● WHAT YOU ARE ASKED TO DO: Look through the entries that follow and return each line that has the string "golden".

● DATA FOR THIS EXERCISE:
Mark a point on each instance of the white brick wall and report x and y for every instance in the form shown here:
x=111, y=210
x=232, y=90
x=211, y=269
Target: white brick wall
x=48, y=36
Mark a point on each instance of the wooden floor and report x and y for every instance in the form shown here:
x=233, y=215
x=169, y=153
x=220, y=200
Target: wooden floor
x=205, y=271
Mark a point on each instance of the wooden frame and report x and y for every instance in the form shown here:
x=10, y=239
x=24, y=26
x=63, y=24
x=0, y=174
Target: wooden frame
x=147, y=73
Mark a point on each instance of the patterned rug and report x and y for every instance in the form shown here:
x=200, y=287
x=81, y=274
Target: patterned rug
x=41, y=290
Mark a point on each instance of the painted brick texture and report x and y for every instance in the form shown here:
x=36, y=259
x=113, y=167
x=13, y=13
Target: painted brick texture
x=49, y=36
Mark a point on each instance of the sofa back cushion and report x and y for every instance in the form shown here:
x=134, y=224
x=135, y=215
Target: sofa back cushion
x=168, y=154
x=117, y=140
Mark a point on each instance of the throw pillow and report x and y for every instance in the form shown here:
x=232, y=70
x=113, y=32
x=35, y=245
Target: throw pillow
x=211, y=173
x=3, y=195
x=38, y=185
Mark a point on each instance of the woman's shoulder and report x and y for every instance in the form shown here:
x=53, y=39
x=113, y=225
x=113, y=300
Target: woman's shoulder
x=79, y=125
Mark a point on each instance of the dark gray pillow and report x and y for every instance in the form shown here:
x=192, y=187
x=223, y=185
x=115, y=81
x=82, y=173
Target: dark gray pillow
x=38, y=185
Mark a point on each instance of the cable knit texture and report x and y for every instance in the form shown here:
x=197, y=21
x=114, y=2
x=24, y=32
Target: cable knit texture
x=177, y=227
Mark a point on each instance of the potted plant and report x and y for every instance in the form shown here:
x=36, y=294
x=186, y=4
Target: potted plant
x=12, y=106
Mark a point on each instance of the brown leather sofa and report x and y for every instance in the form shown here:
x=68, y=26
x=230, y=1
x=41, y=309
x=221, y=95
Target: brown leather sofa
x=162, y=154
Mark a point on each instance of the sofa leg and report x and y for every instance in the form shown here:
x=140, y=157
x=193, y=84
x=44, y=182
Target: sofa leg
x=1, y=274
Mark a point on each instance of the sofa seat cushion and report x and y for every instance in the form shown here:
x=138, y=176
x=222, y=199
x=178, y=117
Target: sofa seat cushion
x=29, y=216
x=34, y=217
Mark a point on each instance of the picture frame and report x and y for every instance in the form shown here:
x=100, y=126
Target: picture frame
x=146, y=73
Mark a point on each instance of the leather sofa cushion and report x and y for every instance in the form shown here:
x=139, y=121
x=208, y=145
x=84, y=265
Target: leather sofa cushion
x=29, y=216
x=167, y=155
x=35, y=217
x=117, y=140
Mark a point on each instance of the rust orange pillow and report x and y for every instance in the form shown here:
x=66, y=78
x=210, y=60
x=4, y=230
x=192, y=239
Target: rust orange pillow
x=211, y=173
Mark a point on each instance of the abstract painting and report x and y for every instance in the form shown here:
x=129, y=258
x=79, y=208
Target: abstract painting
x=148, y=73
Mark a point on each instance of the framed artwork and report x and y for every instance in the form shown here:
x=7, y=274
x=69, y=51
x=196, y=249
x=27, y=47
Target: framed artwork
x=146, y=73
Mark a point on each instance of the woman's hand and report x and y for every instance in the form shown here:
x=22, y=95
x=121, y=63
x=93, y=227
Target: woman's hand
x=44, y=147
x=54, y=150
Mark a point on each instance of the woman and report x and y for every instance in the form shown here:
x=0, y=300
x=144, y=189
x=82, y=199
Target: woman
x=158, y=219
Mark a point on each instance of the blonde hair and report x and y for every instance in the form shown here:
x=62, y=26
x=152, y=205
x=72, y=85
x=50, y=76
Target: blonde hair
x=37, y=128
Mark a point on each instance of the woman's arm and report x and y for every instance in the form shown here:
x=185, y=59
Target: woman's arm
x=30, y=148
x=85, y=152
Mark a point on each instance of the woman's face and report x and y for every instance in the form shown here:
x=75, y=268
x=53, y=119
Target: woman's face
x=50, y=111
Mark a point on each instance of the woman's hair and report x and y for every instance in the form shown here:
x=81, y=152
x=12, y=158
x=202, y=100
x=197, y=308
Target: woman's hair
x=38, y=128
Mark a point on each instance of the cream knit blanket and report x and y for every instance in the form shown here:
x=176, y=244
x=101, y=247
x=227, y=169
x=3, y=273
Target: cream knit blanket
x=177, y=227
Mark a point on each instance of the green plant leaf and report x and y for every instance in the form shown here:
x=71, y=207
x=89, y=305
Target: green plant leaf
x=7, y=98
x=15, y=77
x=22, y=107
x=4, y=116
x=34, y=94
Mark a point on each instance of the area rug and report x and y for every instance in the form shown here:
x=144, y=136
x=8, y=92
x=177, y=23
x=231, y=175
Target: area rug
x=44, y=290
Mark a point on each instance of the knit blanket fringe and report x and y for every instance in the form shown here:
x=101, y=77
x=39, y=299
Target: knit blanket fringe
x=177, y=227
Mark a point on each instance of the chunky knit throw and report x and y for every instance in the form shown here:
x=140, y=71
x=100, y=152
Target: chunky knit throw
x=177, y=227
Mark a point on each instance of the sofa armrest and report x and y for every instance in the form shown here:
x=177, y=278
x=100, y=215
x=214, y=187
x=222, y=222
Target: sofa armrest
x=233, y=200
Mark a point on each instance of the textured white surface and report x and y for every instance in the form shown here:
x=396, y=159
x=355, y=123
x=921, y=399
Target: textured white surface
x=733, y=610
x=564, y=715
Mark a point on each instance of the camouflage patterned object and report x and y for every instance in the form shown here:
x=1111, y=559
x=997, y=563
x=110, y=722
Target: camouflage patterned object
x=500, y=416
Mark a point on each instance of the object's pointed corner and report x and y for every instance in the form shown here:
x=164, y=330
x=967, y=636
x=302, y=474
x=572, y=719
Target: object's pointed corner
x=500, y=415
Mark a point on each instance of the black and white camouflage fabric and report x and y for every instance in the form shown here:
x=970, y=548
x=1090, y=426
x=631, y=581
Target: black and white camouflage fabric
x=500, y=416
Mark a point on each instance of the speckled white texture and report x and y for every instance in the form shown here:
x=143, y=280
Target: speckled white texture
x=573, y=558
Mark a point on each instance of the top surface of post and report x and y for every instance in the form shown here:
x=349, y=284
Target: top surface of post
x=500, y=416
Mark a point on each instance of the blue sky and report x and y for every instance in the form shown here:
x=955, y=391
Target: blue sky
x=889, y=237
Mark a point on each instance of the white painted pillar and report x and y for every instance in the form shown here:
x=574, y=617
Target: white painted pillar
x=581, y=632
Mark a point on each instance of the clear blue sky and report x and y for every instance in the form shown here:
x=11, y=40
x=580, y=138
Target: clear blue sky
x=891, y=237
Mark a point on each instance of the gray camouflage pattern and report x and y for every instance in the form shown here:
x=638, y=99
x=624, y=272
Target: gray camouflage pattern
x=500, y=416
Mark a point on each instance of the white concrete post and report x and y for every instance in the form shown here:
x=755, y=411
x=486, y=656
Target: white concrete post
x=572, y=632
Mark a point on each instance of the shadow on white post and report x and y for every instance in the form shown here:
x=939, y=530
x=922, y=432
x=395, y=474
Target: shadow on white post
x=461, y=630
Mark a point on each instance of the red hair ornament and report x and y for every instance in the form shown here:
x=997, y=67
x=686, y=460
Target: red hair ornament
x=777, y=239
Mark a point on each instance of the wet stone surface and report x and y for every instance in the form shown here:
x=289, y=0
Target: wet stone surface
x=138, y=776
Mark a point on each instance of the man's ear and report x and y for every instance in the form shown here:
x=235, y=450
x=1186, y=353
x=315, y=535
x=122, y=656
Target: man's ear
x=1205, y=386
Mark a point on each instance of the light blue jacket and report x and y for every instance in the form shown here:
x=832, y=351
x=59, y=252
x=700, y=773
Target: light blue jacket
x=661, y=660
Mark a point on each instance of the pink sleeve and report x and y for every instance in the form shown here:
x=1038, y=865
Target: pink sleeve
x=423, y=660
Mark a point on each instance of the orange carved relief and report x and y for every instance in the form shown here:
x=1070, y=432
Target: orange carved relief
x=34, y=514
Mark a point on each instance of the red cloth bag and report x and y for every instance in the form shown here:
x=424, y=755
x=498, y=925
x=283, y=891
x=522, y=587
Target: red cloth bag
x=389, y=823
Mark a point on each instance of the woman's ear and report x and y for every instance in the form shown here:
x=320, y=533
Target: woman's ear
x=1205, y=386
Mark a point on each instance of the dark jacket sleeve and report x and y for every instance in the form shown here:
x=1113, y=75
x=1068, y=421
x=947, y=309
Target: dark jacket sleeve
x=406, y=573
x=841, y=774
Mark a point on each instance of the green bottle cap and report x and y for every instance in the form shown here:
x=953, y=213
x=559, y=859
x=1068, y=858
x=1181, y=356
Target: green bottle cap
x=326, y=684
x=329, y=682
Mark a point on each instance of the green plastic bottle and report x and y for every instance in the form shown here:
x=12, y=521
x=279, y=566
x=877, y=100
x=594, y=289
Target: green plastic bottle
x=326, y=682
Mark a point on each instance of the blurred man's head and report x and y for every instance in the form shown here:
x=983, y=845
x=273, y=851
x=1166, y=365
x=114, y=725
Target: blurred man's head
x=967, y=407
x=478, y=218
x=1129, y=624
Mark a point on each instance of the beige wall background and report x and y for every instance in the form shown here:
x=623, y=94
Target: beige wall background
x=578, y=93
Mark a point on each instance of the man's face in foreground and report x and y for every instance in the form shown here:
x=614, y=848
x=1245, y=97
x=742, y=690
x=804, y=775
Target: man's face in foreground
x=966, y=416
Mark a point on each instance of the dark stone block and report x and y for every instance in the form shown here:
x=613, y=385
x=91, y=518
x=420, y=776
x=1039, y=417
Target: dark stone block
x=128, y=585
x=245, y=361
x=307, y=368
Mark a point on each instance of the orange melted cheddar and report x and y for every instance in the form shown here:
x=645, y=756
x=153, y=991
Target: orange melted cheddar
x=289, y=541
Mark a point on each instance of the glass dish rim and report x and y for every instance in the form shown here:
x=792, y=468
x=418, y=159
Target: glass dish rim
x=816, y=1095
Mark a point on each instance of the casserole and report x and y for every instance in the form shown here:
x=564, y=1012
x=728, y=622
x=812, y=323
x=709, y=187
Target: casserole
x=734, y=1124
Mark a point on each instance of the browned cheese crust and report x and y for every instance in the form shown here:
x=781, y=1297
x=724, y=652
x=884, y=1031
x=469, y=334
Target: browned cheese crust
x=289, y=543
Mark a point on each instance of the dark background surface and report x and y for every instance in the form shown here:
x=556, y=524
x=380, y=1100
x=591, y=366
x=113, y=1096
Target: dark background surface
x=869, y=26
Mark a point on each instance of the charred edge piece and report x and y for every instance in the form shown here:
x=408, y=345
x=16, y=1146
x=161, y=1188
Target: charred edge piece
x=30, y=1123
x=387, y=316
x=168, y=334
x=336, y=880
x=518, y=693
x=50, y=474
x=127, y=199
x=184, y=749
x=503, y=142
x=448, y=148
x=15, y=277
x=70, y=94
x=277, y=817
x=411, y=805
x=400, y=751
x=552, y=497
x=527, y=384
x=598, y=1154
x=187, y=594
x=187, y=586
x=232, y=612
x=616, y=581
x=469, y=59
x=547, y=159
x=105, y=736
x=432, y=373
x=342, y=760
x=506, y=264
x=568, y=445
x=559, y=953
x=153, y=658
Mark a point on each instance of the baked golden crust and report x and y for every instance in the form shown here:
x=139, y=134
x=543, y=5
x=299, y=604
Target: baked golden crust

● RESPONSE:
Mark a point on each instance of the baked golden crust and report x and y for every instance in the form shown here:
Target: baked golden crust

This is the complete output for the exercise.